START Provided records

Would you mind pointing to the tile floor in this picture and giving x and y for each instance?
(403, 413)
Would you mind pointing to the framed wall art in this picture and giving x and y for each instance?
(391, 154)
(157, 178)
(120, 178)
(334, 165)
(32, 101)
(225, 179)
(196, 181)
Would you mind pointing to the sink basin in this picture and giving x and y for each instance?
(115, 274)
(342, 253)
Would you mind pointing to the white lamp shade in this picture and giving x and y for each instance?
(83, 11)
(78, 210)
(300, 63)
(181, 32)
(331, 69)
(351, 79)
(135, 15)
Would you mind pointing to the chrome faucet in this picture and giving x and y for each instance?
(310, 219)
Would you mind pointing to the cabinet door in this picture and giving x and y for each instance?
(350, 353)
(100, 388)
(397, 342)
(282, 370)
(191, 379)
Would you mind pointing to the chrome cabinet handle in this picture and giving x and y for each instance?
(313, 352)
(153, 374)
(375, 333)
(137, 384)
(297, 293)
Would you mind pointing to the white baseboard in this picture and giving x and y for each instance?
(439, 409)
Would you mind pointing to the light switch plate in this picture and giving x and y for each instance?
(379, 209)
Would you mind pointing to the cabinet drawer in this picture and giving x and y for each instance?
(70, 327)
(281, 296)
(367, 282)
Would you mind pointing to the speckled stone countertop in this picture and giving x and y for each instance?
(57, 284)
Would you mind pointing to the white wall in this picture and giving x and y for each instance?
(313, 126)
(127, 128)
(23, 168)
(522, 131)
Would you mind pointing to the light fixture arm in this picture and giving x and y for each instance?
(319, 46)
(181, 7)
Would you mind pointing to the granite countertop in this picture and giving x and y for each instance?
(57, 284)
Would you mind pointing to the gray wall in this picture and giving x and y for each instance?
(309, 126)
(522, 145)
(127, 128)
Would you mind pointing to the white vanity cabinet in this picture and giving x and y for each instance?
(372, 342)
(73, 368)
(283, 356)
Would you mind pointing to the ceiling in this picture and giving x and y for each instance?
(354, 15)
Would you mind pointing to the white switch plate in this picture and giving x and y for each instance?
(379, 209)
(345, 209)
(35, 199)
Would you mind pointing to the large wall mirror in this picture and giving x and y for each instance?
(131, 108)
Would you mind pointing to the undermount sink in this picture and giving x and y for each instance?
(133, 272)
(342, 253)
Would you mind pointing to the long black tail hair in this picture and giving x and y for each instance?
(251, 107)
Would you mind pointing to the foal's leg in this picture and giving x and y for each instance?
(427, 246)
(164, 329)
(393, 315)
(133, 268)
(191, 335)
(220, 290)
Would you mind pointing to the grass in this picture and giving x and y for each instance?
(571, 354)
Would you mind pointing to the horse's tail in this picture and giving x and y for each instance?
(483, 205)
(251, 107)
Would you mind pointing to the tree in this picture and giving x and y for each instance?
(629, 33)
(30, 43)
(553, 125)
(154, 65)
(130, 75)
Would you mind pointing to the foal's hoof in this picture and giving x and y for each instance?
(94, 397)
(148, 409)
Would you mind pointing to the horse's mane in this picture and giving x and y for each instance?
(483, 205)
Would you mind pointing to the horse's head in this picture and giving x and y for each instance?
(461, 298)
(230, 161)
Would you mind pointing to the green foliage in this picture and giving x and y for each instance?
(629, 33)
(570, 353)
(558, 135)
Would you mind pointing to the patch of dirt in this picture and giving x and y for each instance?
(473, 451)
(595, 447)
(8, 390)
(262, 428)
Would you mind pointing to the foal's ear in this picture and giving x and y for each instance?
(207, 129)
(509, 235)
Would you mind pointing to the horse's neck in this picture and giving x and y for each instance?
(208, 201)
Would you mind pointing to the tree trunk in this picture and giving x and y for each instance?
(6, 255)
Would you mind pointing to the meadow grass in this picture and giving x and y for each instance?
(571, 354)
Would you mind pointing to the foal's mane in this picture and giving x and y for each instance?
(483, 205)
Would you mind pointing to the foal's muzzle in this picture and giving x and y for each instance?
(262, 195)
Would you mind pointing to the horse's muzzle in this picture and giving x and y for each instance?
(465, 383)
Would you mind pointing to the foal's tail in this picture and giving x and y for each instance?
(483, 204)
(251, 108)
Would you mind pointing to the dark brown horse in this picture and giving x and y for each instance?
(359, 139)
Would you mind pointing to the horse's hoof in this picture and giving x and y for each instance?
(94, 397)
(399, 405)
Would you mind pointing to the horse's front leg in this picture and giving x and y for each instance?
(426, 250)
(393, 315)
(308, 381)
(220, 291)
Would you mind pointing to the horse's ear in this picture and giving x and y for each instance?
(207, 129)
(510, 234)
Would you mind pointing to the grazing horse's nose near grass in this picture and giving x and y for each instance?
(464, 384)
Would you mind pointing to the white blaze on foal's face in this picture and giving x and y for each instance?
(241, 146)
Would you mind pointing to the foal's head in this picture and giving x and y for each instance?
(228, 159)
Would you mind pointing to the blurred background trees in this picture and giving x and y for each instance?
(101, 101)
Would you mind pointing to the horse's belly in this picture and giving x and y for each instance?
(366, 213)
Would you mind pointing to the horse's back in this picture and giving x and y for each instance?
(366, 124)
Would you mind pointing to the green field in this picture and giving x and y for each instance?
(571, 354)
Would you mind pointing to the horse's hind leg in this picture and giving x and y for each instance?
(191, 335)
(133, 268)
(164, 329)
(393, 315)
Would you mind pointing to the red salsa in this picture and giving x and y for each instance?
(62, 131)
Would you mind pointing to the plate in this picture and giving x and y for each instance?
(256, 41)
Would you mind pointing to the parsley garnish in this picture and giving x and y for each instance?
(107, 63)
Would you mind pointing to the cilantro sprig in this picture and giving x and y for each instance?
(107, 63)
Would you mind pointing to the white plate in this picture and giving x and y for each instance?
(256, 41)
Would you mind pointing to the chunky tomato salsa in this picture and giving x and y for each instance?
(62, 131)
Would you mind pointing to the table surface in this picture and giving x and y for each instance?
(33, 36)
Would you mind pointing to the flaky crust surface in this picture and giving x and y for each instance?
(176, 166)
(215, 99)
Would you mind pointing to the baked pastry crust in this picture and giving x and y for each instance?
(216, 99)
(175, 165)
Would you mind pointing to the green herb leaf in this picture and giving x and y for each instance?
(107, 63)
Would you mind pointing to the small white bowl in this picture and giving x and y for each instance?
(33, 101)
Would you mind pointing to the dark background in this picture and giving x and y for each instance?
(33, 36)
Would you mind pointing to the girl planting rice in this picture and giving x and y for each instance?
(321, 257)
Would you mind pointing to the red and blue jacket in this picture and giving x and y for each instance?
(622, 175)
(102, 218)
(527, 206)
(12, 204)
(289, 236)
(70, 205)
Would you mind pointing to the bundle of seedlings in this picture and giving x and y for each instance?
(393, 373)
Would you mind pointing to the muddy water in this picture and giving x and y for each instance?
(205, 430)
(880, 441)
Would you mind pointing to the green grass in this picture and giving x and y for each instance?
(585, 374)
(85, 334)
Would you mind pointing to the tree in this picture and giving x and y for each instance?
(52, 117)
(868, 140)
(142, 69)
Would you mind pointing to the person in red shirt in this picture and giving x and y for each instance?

END Provided records

Written exercise: Reproduce the items from the line holding "Would you mind pointing to the table" through the last item, inclusive, keeping every request line unchanged. Multiply each x and y coordinate in the answers by 0.75, rounding to whole numbers with halves rounded up.

Result of this task:
Would you mind pointing to the table surface in this picture and giving x and y for each instance?
(25, 27)
Would you mind pointing to the flaky crust surface in this picture and giving x and y for each instance?
(132, 125)
(161, 74)
Would you mind pointing to the baked pastry crust in this picture and giving x and y for each instance?
(162, 74)
(131, 124)
Would you mind pointing to the green herb leaf in this picture and giving x and y for each instance?
(80, 47)
Would you mind pointing to the small white bowl in this picture and giving x and y for each instance?
(25, 76)
Would you mind pointing to the dark background in this picture and giving x and y for each instance?
(25, 27)
Would you mind pointing to the girl planting rice in this picture and giving x and y for each instance?
(241, 193)
Would you mind pointing to the red and blue jacket in this picture and giving x and y for each instance?
(467, 131)
(77, 164)
(395, 155)
(9, 153)
(217, 177)
(53, 154)
Would you mind pointing to the bundle of seedlings in this picture and giving x and y for each instance?
(295, 280)
Would you mind pointing to the muddy water in this picture and giving x and y for each instance?
(154, 323)
(660, 331)
Would you mind pointing to the green grass in this picture and giving x and y for each instance?
(439, 281)
(64, 251)
Would you mind pointing to the tree in this picture and giving x and y for each instance?
(39, 88)
(651, 105)
(107, 52)
Would you mind pointing to the person in red shirt in this picture and giving x and y for each instance?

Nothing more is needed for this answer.